** Start SOURCE TEXT **

I feel like I need to do a lot more research, but this is what I have as of now. Also, thank freaking God Agnes has interlibrary loan; without it I simply wouldn’t be able to write this paper!

Thesis: Shifting American political ideals and Nixon’s and Kissinger’s compassionate realist approach enforced Sino-American rapprochement.

“Timeline: Nixon’s China Game.” American Experience: Nixon’s China Game. Public Broadcasting System, 1999. Web. <http://www.pbs.org/wgbh/amex/china/timeline/timeline6.html&gt;.
This incredibly detailed timeline starts in June, 1945 and ends in April, 1979, and is associated with Nixon’s China Game, a documentary about Nixon visiting China. The timeline outlines each leaders’ political moves and correlates them to the exact date of the occurrence. The level of detail provides evidence that Nixon and Kissinger were, on the American side, the driving factor behind Sino-American Détente.

Bell, Duncan. Political Thought and International Relations: Variations on a Realist Theme. Oxford University Press, 2010.
Bell examines a variety of international relations theories. He unpacks Morgenthau’s interpretation of compassionate realism.

Cohen, Warren. America’s Response to China: An Interpretative History of Sino-American Relations. 1st ed. Canada: John Wiley & Sons, 1971.
America’s Response to China is the standard text on Sino-American relations written by Warren Cohen, a diplomatic historian. The book analyzes trends, conceptions, and concerns from both Chinese and American points of views that have shaped Sino-American policy. This particular edition includes a chapter entitled, “The Response to Chinese Nationalism,” which examines societal American reactions to Chinese Communism in the Cold War era.

Goh, Evelyn. Constructing the U.S. Rapprochement with China, 1961-1974: From ‘Red Menace’ to ‘Tacit Ally.” United Kingdom: Cambridge University Press, 2005.
In Goh’s thesis, she claims that a historically sensitive constructivist approach explains why the United States would be willing to reconcile with China. She shifts the focus away from the power balance between US, Soviet Union, and China, and instead centers her support on the era’s political leadership and social changes. She then concludes that Nixon’s new China policy is a product of compassionate realism.

Hsiao, Gene. Sino-American Détente and Its Policy Implications. 2nd ed. New York: Praeger Publishers, 1975.
This compilation of academic writing and analysis gives a variety of viewpoints on Sino-American Détente that was organized after The Asian Studies Program of Southern Illinois University at Edwardsville Conference. Historical context leading to Nixon’s visit to China is widely debated in each article. Furthermore, Sino-American Détente and Its Policy Implications also provides nine primary sources that directly note the personal interaction between the Chinese and US leadership in late 1960’s and early 1970’s. Some of the most important chapters include “American News Media and China,” “Moscow’s Reaction to Nixon’s Jaunt to Peking,” and  “A Future for Taiwan.”

Hsu, Chun-Ye. Sino-American Relations and Détente: Nixon, Kissinger, Mao and the One-China Policy, with special reference to Taiwan. School of International and Community Studies Design and Social Context Portfolio. RMIT. 2008.
This graduate student’s paper focuses on how Taiwan, the One-China policy, and human rights issues played a role in Sino-American reconciliation. He goes into depth in comparing Taiwanese nationalism and American nationalism, which signals why Nixon was willing to push Taiwan aside to reestablish contact with Mainland China.

** End SOURCE TEXT **

__STATED PROBLEM__. In the annotated bibliography, the entry for the PBS timeline treats it as evidence that Nixon and Kissinger drove Sino-American détente on the American side. Explain what about the timeline the entry credits for this.

** Start DATASET **

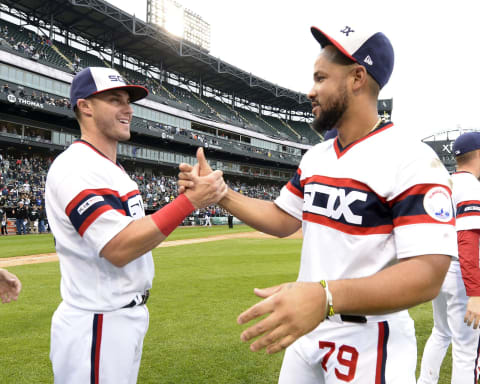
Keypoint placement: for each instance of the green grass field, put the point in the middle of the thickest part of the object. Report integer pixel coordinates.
(198, 292)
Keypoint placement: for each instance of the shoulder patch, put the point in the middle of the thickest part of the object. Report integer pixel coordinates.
(438, 204)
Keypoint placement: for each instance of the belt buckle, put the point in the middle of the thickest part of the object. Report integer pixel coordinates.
(145, 297)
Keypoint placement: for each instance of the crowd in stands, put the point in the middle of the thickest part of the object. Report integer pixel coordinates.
(36, 49)
(22, 192)
(42, 97)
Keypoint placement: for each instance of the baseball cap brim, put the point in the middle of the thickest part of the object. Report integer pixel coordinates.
(136, 92)
(325, 40)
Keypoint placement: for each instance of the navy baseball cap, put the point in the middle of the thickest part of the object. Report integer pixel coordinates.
(94, 80)
(373, 51)
(466, 142)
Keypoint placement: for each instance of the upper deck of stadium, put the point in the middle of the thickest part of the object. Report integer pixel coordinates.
(181, 74)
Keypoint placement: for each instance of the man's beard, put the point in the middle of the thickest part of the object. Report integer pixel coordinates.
(330, 117)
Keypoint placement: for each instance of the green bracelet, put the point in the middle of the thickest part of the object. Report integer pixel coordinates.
(329, 301)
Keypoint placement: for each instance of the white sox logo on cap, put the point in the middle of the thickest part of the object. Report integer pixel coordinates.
(347, 30)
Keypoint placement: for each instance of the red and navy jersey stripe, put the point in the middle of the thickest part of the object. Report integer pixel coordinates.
(408, 208)
(294, 184)
(468, 208)
(89, 204)
(354, 208)
(346, 205)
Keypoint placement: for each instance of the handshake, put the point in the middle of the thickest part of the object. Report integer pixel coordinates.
(201, 185)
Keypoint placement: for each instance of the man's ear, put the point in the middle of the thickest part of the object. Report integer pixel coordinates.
(84, 106)
(360, 77)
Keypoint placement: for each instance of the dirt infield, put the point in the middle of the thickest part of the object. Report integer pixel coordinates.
(49, 257)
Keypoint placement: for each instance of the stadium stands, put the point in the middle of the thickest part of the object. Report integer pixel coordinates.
(63, 56)
(23, 176)
(257, 151)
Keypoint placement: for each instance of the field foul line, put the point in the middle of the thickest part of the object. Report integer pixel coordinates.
(49, 257)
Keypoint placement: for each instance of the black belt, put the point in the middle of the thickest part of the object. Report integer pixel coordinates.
(143, 301)
(353, 318)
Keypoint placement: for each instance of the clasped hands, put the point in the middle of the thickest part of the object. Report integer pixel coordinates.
(292, 309)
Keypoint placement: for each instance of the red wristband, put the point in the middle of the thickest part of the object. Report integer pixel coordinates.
(171, 215)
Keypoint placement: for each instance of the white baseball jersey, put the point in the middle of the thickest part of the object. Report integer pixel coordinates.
(89, 200)
(363, 207)
(450, 306)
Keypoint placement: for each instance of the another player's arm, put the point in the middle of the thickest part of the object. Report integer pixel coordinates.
(297, 308)
(142, 235)
(262, 215)
(468, 251)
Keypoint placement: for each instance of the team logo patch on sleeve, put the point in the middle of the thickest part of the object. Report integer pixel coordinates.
(438, 204)
(87, 204)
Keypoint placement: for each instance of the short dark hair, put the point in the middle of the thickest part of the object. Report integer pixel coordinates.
(337, 57)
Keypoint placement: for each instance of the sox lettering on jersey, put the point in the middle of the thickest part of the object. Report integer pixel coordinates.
(338, 203)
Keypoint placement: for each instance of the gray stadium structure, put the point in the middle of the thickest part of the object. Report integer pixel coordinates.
(442, 144)
(252, 129)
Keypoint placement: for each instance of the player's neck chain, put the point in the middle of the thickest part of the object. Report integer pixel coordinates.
(375, 126)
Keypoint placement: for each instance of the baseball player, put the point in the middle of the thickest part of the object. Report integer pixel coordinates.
(208, 222)
(378, 228)
(103, 238)
(450, 306)
(10, 286)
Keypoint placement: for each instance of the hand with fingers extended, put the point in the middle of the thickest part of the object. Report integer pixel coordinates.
(10, 286)
(185, 176)
(205, 190)
(472, 316)
(294, 309)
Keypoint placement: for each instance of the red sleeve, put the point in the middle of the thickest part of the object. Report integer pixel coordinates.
(468, 252)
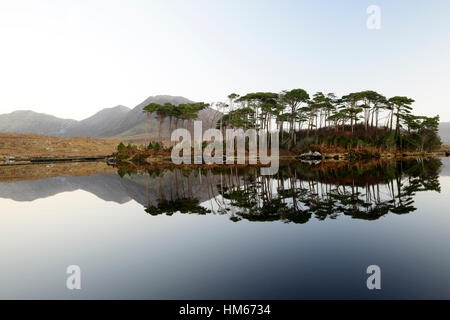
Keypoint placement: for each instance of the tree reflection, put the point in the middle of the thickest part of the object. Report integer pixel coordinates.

** End DATASET **

__EXERCISE SOLUTION__. The entry credits the timeline's level of detail. It outlines each leader's political moves from June 1945 to April 1979 and matches each move to the exact date it happened.